→ Exercise prompt: The answer is to be the data below, written out in full and exactly.

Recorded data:
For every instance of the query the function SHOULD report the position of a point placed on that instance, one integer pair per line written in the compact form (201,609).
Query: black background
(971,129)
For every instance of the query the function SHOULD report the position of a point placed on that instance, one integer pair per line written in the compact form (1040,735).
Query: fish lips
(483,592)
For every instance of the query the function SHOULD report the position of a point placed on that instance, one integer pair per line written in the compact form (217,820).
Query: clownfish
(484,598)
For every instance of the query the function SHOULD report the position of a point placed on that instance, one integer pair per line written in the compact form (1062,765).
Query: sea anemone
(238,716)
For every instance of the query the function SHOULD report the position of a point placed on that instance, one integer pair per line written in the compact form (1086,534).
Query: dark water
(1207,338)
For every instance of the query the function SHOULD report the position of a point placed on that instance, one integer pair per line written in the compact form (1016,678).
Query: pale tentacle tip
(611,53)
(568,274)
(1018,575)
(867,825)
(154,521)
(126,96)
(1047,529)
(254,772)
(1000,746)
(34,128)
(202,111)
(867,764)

→ Result of the exercise:
For every instance of the query the function SHOULD report the position of a point placed on that instance, one integer pair per line written in the compact form (201,609).
Query: black background
(971,129)
For every instance of the query the function SHOULD report the position of a point placed on that instance, one integer pair per line written in the compact form (1040,735).
Query: fish lips
(483,592)
For every instance of the query the function SHOULD report the position of a point placed on that instance, one integer pair per line written in the compact form (217,820).
Query: clownfish
(484,598)
For every instance of the query the function SHOULD report the position of a point placed on that instance, one integer pair per line written in the compact form (1062,765).
Query: sea anemone
(238,716)
For every instance of the query the function SHOULD report the position of a point placed on that instance, one integer pair per line written in the compact form (1086,534).
Query: dark water
(1207,338)
For every instance of the query the function SHOULD report the position of a point placed on that instance, one integer pair per line written in the compact form (1016,678).
Query: pale tentacle tip
(611,53)
(568,274)
(1018,575)
(867,825)
(154,521)
(126,96)
(1047,529)
(254,772)
(1000,746)
(34,128)
(202,111)
(867,764)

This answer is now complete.